===== Te lezen tekst =====

De laatste jaren floreren de economische, politieke en zelfs militaire betrekkingen tussen China en Azië als nooit tevoren. Op voorstel van China zal tegen 2010 een vrijhandelszone worden opgericht in Zuidoost-Azië. Met vroegere aartsvijanden als Indië, Rusland, Zuid-Korea en Vietnam smeedt Peking vandaag partnerschappen. Zelfs daar waar er nog spanningen zijn (Taiwan en Japan), is de harde retoriek bij alle partijen in hoofdzaak bedoeld voor binnenlandse consumptie en zijn de Chinese leiders zich bewust van de noodzaak van het behoud van stabiliteit. Ook in de Noord-Koreaanse nucleaire kwestie, waarin China optreedt als gastheer voor het zeslandenoverleg, onderstreept Peking het belang dat het heeft bij het regionale status-quo. De trend die zich aftekent is onmiskenbaar: China wint aan invloed in zijn periferie, maar het doet dat allerminst langs militaristische weg.

=====

Vereiste werkzaamheden –
**a.** Welke verklaring geeft de tekst over China en Azië voor de harde retoriek die rond Taiwan en Japan nog te horen is? Beantwoord dit in één tot drie zinnen.
**b.** Neem uit de tekst over China en Azië woordelijk het gedeelte over dat opent met de woorden "De laatste jaren" en sluit met "langs militaristische weg.".
De lijst hierna is afkomstig uit een andere bron.

===== Gegevensuittreksel =====

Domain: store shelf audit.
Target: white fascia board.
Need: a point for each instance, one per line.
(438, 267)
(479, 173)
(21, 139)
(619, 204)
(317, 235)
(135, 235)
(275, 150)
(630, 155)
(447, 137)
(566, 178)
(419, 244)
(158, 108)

=====

De antwoorden –
**a.** Volgens de tekst is die harde retoriek bij alle partijen in hoofdzaak bedoeld voor binnenlandse consumptie. Tegelijk zijn de Chinese leiders zich bewust van de noodzaak om de stabiliteit te behouden.

**b.**
De laatste jaren floreren de economische, politieke en zelfs militaire betrekkingen tussen China en Azië als nooit tevoren. Op voorstel van China zal tegen 2010 een vrijhandelszone worden opgericht in Zuidoost-Azië. Met vroegere aartsvijanden als Indië, Rusland, Zuid-Korea en Vietnam smeedt Peking vandaag partnerschappen. Zelfs daar waar er nog spanningen zijn (Taiwan en Japan), is de harde retoriek bij alle partijen in hoofdzaak bedoeld voor binnenlandse consumptie en zijn de Chinese leiders zich bewust van de noodzaak van het behoud van stabiliteit. Ook in de Noord-Koreaanse nucleaire kwestie, waarin China optreedt als gastheer voor het zeslandenoverleg, onderstreept Peking het belang dat het heeft bij het regionale status-quo. De trend die zich aftekent is onmiskenbaar: China wint aan invloed in zijn periferie, maar het doet dat allerminst langs militaristische weg.